**** Extrait source ****

Pour un homme qui atteint des sommets dans les sondages en surfant sur le désir de changement des Québécois, disons que François Legault n'offre, finalement, pas grand-chose de neuf.

Quelques mesures repiquées dans le programme de l'ADQ pour l'électorat plus à droite, quelques poussées de nationalisme pour les électeurs du PQ, de nouvelles dépenses financées, comme par magie, par des promesses de restructuration ici et là, le tout enrobé d'un certain flou artistique, notamment sur des réductions de dépenses et des économies de plusieurs centaines de millions.

Avec le dévoilement, hier, du quatrième et dernier document de propositions de la Coalition pour l'avenir du Québec (CAQ), on a maintenant une vue d'ensemble des priorités de François Legault en santé, en éducation, en économie et en culture.

C'est plutôt mince et il est pour le moins étrange que M. Legault n'ait pas jugé pertinent de proposer aussi des changements à notre système démocratique et de gouvernance, première source de frustration et de désabusement des citoyens.

**** Enregistrements conservés ****

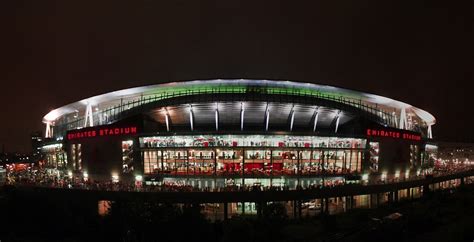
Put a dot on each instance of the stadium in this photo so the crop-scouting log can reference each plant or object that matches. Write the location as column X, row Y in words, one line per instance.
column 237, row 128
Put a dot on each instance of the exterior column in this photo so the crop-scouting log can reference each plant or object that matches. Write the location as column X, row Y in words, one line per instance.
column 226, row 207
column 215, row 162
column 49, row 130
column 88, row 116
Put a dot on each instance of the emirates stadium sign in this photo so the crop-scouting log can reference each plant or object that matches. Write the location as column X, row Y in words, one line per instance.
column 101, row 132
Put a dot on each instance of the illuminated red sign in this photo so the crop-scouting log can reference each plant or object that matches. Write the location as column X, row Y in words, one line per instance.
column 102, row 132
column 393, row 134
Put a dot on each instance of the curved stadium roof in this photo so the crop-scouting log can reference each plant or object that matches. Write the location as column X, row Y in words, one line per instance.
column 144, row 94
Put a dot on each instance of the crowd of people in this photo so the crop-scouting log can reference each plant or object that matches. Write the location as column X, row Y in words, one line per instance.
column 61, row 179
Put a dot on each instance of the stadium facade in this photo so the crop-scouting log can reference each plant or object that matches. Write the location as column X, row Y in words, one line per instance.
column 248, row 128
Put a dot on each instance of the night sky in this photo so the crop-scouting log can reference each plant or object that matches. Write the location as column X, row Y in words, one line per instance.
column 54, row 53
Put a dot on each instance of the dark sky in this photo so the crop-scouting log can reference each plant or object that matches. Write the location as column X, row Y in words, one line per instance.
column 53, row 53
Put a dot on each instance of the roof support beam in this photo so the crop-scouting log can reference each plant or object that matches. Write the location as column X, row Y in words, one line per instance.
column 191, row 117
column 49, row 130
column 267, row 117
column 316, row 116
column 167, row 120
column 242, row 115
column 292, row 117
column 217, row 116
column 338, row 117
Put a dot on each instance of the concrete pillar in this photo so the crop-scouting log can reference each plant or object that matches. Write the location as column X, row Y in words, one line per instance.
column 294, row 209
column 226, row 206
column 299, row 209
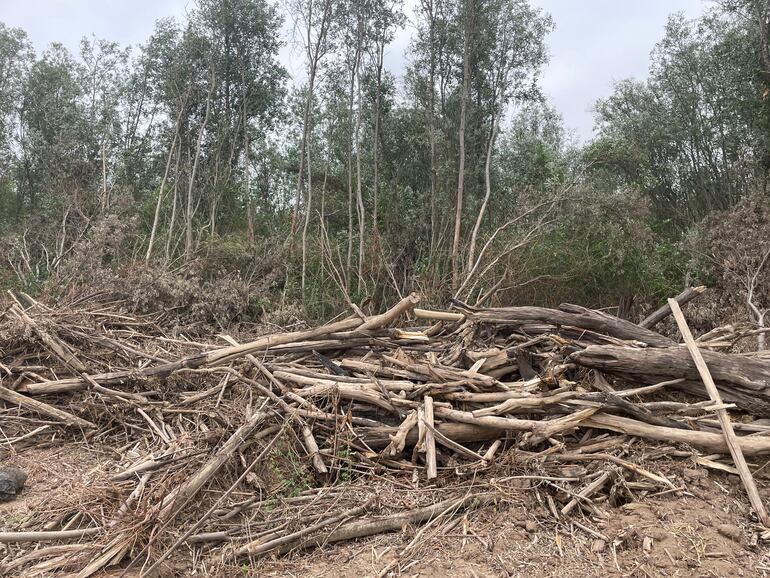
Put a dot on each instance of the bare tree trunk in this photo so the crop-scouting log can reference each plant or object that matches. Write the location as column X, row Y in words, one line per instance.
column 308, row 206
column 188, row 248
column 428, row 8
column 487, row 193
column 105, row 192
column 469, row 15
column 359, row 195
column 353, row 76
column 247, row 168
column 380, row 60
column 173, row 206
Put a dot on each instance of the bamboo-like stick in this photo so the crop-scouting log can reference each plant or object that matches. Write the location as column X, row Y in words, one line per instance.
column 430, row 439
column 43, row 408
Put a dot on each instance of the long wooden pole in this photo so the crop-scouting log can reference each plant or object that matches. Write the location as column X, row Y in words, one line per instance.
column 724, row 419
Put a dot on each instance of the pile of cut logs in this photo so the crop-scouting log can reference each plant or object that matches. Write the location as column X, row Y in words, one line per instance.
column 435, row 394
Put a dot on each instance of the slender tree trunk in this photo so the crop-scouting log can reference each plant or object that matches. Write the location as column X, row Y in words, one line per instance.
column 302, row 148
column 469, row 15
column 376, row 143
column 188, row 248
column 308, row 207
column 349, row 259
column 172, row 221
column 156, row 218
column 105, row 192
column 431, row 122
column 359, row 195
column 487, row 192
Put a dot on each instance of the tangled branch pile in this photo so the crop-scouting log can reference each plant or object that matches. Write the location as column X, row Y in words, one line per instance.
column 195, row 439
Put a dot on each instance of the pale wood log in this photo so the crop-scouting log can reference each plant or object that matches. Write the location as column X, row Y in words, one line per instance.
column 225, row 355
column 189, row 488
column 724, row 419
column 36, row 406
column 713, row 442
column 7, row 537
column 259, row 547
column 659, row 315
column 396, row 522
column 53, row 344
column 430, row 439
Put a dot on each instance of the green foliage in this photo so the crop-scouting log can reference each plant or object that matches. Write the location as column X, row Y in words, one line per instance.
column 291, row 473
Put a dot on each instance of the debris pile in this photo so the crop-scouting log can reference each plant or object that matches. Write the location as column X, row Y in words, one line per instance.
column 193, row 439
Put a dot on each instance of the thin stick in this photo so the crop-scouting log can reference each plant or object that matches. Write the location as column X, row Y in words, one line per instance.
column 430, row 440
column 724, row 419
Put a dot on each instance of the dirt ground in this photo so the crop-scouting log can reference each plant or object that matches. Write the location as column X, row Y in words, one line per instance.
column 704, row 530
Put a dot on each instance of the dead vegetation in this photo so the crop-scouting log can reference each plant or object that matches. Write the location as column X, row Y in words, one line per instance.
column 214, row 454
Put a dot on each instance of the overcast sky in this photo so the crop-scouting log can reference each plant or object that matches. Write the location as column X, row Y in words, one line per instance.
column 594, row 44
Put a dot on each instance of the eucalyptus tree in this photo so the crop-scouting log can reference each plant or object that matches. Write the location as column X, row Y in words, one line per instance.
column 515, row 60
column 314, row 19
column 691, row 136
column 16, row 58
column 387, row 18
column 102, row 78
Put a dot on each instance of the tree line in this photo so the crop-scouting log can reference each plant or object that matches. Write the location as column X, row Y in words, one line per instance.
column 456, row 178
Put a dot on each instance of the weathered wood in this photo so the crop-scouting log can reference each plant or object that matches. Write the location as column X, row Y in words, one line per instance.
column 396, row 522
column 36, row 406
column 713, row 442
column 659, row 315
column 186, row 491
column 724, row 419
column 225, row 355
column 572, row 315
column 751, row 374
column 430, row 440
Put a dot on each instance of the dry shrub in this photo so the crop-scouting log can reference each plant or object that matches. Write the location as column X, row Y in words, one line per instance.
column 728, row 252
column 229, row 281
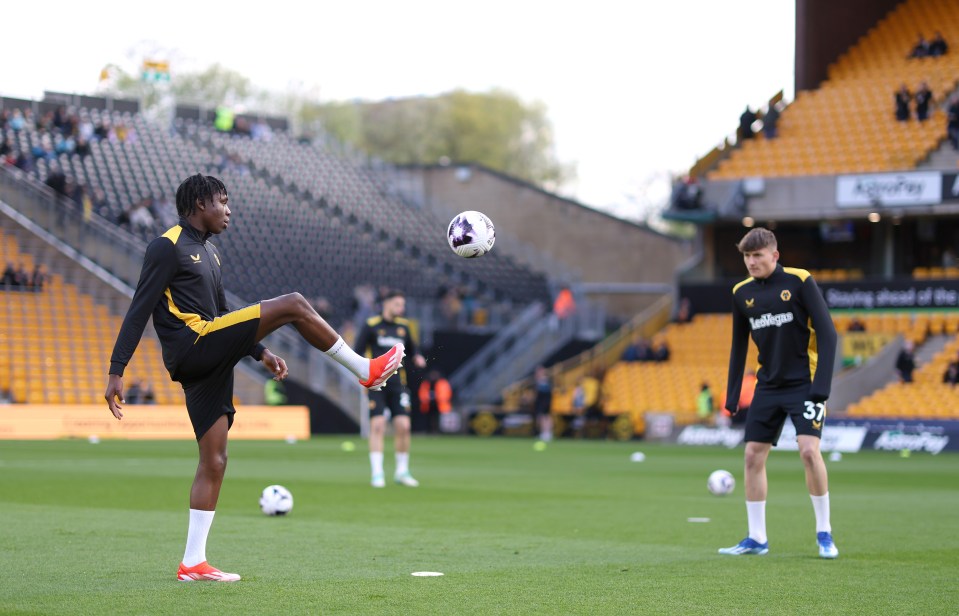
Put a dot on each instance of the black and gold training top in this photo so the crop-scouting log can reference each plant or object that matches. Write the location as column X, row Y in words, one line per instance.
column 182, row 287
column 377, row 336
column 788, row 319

****
**** Enregistrements conservés ****

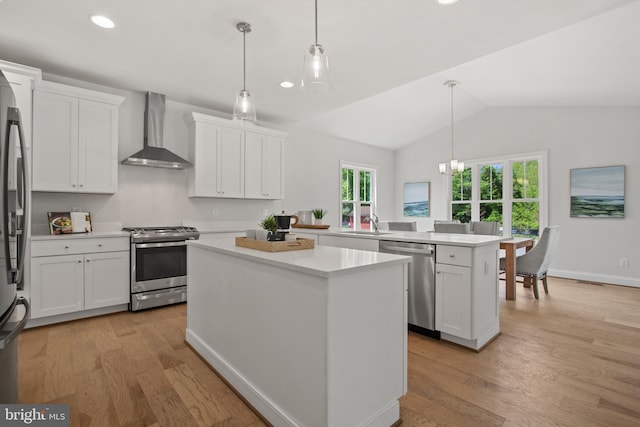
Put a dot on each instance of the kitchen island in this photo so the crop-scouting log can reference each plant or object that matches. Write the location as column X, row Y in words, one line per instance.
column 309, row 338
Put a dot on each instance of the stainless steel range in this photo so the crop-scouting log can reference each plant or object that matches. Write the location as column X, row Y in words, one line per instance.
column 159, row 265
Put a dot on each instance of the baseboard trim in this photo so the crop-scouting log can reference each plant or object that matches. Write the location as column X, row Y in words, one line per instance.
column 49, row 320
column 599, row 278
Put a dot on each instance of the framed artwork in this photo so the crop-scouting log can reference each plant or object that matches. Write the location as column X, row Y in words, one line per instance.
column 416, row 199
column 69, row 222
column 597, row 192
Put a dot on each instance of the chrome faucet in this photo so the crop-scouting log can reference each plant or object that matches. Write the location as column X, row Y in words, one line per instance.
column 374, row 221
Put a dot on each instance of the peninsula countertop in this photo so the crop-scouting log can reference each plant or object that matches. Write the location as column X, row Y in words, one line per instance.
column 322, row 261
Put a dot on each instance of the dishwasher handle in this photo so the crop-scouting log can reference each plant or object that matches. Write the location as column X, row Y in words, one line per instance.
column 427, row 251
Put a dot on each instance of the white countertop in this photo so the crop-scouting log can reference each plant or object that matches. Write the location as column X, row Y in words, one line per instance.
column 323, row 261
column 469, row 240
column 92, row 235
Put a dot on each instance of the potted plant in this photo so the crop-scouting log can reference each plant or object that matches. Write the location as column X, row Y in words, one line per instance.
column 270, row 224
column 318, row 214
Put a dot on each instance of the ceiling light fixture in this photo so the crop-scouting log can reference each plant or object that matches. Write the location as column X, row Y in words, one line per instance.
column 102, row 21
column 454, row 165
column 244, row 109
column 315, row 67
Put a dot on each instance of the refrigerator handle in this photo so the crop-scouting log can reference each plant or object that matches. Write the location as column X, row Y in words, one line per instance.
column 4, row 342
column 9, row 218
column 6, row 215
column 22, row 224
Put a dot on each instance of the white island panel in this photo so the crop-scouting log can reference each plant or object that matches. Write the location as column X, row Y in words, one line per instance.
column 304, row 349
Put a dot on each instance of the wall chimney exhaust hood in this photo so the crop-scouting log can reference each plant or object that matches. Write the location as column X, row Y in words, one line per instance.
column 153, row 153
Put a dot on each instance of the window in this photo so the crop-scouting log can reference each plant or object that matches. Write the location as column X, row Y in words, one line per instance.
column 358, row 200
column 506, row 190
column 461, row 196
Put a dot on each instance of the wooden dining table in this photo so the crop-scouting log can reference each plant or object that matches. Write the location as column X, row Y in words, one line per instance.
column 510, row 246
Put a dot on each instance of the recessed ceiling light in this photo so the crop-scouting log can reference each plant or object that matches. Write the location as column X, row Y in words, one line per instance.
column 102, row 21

****

### Exercices
- 1) Dites si chacune des affirmations suivantes concorde avec le texte sur les propositions de François Legault, en répondant par oui ou par non et en citant textuellement les mots décisifs : (a) la CAQ a dévoilé hier son quatrième et dernier document de propositions ; (b) M. Legault propose des changements au système démocratique et de gouvernance ; (c) les nouvelles dépenses sont financées par des hausses d'impôts.
- 2) Poursuivez le texte sur les propositions de François Legault en reprenant après sa dernière phrase.

### Réponses ci-dessous
- 1)
(a) Oui : « Avec le dévoilement, hier, du quatrième et dernier document de propositions de la Coalition pour l'avenir du Québec (CAQ) ».
(b) Non : « il est pour le moins étrange que M. Legault n'ait pas jugé pertinent de proposer aussi des changements à notre système démocratique et de gouvernance ».
(c) Non : « de nouvelles dépenses financées, comme par magie, par des promesses de restructuration ici et là ».

- 2)
En fait, François Legault s'est aventuré adlib sur ce terrain la semaine dernière, en évoquant l'idée d'une date de péremption de cinq ans pour son éventuel gouvernement, mais il a dû faire volte-face hier, précisant qu'il pourrait faire deux mandats, soit plutôt 10 ans.

Au fil des mois, on se rend compte que François Legault est très «scripté», qu'il surfe sur des idées très générales et qu'il risque de prendre la tasse s'il improvise. On constate aussi qu'il n'est ni transcendant ni charismatique.

Qu'à cela ne tienne, les Québécois veulent du «changement» et dans notre univers politique sclérosé, c'est lui le moins usé. Ce qui ne veut pas dire qu'il est neuf, au contraire. M. Legault pourfend les «politiciens de carrière», mais il a déjà plus de 10 ans de politique active derrière la cravate et il est prêt à replonger pour une autre décennie. Plus de 20 ans en politique, ça commence à ressembler à une carrière, non?

M. Legault connaît d'ailleurs les bons vieux trucs politiques, notamment celui d'utiliser des enjeux émotifs (wedge issues, disent les anglophones) pour capter l'attention des électeurs.

Le document de propositions sur la culture présenté hier à Québec par la CAQ dépeint de façon lucide l'importance d'adopter des politiques résolues pour protéger le français, mais l'idée de réduire le nombre d'immigrants est un clin d'oeil aussi grossier que populiste aux électeurs jadis charmés par le discours de Mario Dumont.

M. Legault propose de réduire le nombre d'immigrants admis au Québec d'environ 55 000 aujourd'hui à 45 000, pendant deux ans, le temps de mettre en place des mesures de francisation.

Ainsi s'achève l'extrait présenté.